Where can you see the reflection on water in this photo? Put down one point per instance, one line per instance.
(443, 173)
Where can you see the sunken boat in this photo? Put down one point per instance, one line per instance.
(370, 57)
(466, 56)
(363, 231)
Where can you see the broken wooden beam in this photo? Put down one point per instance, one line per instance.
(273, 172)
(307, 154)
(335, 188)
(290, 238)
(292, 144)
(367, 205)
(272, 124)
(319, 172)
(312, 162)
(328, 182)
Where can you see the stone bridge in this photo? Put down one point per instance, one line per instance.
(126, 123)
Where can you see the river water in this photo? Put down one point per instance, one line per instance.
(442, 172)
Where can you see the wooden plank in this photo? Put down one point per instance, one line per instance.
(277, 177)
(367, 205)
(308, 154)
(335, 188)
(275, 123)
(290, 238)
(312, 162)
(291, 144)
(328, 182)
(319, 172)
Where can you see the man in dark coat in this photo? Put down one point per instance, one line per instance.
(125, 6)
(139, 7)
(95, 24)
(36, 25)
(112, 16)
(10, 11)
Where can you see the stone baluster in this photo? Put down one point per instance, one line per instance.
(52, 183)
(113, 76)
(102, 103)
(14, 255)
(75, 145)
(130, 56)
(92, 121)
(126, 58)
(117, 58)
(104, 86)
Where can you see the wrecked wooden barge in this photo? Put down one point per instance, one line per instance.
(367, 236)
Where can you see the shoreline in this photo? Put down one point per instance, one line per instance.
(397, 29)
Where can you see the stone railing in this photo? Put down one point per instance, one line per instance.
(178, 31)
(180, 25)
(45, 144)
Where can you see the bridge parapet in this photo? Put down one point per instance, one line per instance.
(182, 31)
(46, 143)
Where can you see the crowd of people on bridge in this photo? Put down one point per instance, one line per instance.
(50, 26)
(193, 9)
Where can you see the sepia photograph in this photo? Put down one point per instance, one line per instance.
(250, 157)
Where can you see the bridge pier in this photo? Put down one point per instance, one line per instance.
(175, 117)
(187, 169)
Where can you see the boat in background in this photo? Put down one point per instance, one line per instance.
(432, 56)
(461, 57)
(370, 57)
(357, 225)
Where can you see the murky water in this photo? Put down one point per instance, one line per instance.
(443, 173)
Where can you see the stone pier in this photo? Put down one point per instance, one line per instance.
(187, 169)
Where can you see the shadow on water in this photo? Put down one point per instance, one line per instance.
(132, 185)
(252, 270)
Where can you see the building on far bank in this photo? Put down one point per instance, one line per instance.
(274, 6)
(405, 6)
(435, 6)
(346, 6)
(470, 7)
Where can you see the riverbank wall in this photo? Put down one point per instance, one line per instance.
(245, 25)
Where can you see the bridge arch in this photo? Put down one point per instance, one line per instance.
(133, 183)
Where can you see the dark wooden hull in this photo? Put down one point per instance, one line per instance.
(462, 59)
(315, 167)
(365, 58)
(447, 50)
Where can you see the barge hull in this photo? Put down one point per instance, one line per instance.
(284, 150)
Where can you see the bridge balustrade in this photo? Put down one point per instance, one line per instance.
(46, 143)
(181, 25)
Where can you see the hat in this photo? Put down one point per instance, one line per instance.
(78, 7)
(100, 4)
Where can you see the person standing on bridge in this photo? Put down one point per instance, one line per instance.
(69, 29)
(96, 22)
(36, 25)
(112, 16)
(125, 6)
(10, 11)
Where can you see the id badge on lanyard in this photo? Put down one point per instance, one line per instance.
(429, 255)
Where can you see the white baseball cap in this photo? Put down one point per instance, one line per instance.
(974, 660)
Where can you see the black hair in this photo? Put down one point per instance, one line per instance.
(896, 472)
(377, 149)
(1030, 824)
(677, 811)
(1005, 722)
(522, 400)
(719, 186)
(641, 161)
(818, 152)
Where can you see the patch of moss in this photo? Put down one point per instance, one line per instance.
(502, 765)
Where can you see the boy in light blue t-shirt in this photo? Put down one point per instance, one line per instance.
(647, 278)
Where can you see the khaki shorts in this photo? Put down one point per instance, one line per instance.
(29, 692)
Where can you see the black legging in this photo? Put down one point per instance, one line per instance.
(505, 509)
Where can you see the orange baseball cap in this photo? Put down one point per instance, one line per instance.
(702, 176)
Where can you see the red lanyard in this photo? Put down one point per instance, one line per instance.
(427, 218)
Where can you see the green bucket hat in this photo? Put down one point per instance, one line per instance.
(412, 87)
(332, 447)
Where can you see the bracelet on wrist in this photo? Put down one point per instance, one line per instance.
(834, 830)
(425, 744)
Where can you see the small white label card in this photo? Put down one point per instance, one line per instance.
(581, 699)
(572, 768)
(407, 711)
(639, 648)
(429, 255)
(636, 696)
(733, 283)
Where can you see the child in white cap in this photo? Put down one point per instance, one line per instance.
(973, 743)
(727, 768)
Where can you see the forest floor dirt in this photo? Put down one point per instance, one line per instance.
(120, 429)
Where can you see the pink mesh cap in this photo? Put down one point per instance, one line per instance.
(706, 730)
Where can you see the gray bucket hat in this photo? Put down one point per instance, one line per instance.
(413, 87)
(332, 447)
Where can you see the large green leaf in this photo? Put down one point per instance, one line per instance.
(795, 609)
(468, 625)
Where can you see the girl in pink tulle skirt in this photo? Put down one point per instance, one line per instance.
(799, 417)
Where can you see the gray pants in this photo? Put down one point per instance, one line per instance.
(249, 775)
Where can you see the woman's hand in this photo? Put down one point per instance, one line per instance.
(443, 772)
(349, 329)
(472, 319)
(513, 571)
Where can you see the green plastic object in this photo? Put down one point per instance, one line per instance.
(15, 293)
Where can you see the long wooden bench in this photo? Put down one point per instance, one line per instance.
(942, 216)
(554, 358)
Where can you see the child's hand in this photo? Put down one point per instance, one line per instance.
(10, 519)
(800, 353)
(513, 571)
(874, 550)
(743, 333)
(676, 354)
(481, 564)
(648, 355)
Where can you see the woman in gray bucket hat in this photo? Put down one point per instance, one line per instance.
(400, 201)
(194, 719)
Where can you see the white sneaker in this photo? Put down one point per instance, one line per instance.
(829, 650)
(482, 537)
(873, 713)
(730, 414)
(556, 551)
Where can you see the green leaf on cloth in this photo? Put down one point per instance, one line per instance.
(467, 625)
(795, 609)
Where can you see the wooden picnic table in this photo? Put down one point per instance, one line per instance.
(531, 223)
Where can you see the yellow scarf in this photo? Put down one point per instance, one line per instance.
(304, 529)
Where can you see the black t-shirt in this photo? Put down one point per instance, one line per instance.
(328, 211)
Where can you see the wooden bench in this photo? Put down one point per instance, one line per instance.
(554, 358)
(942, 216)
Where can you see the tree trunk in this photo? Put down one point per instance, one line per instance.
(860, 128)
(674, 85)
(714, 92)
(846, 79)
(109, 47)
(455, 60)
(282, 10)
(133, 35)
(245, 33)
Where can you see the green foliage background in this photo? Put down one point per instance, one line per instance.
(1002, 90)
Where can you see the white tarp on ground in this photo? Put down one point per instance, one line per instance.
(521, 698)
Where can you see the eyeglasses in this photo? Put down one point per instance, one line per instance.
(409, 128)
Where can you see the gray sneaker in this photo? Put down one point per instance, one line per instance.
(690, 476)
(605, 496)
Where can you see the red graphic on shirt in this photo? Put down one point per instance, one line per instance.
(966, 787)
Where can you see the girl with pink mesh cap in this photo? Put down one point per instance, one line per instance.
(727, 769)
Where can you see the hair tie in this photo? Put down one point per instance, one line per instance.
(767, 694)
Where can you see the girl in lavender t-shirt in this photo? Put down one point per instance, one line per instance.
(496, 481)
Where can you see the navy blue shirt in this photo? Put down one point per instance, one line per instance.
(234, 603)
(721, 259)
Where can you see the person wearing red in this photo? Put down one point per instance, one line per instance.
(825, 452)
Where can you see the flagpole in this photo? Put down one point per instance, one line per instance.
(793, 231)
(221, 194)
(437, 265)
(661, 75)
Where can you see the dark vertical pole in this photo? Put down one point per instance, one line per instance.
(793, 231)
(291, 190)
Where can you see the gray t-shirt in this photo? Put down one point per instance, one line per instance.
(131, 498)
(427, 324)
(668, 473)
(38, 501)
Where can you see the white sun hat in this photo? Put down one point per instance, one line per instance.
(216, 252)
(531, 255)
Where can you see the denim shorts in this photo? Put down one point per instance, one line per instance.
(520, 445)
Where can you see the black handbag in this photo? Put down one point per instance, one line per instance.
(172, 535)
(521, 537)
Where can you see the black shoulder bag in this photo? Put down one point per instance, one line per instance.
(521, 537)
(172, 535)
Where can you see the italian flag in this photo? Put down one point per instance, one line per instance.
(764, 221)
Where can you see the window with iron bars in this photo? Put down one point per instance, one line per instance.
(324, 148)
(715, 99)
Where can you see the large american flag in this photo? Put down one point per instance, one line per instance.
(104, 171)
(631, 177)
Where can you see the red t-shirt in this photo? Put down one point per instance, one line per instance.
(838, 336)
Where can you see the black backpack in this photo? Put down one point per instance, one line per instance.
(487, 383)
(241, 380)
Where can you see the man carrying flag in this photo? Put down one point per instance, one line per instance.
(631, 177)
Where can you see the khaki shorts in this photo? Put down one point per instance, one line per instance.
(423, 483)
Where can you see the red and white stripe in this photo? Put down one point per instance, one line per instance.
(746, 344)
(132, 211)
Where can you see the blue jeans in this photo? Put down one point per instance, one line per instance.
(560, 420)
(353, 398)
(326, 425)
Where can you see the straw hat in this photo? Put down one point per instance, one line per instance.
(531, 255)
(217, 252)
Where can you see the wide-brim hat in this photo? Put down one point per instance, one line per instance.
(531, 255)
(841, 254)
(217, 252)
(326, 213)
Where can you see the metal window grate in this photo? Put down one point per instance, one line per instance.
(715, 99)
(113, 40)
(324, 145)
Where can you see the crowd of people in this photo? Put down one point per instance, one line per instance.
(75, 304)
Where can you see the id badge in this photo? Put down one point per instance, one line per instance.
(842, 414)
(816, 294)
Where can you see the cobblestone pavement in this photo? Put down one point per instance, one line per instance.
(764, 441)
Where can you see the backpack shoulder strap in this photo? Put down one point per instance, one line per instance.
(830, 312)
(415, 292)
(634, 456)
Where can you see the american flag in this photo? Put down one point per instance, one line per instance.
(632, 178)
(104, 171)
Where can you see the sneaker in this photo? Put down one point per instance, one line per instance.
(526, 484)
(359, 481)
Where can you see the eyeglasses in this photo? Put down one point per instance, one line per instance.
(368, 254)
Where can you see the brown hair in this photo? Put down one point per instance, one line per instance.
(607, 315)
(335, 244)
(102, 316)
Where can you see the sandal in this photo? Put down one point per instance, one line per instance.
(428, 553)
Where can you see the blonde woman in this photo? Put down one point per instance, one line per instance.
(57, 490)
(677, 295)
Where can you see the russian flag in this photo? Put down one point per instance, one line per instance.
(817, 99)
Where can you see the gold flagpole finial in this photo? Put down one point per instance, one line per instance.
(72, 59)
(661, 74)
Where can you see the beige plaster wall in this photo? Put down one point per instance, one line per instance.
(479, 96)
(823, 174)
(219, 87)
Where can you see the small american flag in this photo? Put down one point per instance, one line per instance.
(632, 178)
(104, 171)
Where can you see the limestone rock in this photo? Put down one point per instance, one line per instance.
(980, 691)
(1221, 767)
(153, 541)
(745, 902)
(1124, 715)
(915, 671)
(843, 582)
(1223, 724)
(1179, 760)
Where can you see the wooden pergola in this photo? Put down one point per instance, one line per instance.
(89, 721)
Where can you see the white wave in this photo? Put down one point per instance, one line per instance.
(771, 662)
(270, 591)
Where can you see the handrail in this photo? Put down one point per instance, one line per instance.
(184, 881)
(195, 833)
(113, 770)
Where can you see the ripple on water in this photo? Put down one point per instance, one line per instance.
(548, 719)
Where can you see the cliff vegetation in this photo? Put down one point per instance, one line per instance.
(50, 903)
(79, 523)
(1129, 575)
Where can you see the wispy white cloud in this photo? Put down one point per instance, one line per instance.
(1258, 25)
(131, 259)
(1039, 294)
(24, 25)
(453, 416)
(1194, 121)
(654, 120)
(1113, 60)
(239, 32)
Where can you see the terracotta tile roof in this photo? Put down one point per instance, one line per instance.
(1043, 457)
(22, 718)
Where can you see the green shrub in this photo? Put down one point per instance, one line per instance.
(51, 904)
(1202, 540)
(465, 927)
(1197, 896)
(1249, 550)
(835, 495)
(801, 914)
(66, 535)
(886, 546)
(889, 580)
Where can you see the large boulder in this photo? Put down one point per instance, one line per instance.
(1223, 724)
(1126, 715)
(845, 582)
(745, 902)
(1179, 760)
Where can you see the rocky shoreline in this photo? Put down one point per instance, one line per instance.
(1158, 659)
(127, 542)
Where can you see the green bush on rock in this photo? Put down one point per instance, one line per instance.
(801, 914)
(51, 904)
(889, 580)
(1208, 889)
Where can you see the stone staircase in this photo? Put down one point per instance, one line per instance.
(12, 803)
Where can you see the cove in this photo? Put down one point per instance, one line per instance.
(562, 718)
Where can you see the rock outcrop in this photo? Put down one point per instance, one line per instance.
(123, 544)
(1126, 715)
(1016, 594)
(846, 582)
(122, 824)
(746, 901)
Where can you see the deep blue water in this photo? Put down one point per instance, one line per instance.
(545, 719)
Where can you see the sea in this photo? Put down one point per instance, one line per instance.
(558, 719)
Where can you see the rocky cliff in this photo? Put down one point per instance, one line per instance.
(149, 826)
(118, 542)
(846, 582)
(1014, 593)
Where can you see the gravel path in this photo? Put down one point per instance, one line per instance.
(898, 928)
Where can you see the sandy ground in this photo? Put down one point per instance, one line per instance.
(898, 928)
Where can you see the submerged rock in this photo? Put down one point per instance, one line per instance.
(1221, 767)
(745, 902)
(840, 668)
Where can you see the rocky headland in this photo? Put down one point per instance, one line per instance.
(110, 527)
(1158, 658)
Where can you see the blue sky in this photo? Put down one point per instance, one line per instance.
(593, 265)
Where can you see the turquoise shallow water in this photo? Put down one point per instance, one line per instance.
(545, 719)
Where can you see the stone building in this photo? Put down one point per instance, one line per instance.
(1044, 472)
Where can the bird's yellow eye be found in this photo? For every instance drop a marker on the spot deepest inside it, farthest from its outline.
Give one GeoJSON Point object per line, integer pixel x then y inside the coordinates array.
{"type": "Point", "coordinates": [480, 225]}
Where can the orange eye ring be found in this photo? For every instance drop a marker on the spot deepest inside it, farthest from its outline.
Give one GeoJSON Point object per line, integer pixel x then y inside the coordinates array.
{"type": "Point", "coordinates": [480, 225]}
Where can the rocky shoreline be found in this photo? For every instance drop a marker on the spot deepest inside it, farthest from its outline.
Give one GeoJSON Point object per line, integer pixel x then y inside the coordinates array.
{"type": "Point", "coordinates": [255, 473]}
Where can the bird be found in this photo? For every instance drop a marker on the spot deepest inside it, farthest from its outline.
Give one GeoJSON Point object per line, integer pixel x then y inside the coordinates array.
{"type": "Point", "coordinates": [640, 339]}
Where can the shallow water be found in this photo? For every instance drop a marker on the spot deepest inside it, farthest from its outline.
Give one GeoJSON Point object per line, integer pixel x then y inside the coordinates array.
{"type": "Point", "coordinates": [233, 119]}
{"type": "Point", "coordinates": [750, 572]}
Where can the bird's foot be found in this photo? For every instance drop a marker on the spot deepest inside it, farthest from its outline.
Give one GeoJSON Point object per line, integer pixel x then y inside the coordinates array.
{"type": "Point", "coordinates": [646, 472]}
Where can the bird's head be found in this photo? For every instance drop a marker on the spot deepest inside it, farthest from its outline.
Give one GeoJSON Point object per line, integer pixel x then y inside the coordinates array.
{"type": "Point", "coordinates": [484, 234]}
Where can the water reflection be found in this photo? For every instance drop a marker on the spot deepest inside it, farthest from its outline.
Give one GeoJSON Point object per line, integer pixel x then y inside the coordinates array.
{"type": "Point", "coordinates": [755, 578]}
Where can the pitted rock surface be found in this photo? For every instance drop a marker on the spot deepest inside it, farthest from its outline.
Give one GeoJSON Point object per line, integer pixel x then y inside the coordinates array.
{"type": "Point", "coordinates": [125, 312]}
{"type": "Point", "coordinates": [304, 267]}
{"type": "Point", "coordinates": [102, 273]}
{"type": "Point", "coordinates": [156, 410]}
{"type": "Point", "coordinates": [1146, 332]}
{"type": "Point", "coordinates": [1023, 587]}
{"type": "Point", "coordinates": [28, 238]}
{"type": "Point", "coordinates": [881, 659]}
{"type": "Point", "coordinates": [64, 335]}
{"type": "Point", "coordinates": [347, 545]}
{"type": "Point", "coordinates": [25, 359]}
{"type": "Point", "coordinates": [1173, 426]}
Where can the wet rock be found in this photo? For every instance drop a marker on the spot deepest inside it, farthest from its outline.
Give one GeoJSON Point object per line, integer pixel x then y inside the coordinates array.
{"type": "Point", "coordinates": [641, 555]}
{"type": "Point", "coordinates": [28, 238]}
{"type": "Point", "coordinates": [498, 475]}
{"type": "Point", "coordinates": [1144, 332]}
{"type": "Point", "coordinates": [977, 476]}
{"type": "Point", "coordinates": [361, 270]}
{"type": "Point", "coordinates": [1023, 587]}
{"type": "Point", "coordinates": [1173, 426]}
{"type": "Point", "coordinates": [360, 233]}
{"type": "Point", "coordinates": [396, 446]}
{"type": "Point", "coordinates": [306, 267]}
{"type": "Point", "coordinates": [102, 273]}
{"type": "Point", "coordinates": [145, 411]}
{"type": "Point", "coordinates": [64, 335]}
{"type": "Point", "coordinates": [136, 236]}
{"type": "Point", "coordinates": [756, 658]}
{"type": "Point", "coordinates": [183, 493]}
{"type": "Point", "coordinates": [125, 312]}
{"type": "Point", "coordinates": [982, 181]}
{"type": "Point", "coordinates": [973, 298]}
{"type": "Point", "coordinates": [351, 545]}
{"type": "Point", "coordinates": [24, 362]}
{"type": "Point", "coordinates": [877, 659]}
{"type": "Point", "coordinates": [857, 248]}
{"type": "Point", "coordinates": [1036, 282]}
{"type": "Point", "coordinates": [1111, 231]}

***

- **What the exercise asks**:
Using the material above, extract the line that contains "Where can the wet" and every line after it, exactly as given; stop at the last line.

- **Answer to the problem**:
Where can the wet rock be found in this photo? For every instance drop a marker on the spot deepest inside it, farthest from its outline.
Give one GeoJSON Point object per line, integer pixel x then y inside the coordinates array.
{"type": "Point", "coordinates": [641, 555]}
{"type": "Point", "coordinates": [28, 238]}
{"type": "Point", "coordinates": [498, 475]}
{"type": "Point", "coordinates": [1144, 332]}
{"type": "Point", "coordinates": [977, 476]}
{"type": "Point", "coordinates": [361, 270]}
{"type": "Point", "coordinates": [1023, 587]}
{"type": "Point", "coordinates": [1173, 426]}
{"type": "Point", "coordinates": [360, 233]}
{"type": "Point", "coordinates": [396, 446]}
{"type": "Point", "coordinates": [306, 267]}
{"type": "Point", "coordinates": [102, 273]}
{"type": "Point", "coordinates": [145, 411]}
{"type": "Point", "coordinates": [64, 335]}
{"type": "Point", "coordinates": [136, 236]}
{"type": "Point", "coordinates": [756, 658]}
{"type": "Point", "coordinates": [183, 493]}
{"type": "Point", "coordinates": [125, 312]}
{"type": "Point", "coordinates": [982, 181]}
{"type": "Point", "coordinates": [973, 298]}
{"type": "Point", "coordinates": [351, 545]}
{"type": "Point", "coordinates": [24, 362]}
{"type": "Point", "coordinates": [877, 659]}
{"type": "Point", "coordinates": [857, 248]}
{"type": "Point", "coordinates": [1036, 282]}
{"type": "Point", "coordinates": [1111, 231]}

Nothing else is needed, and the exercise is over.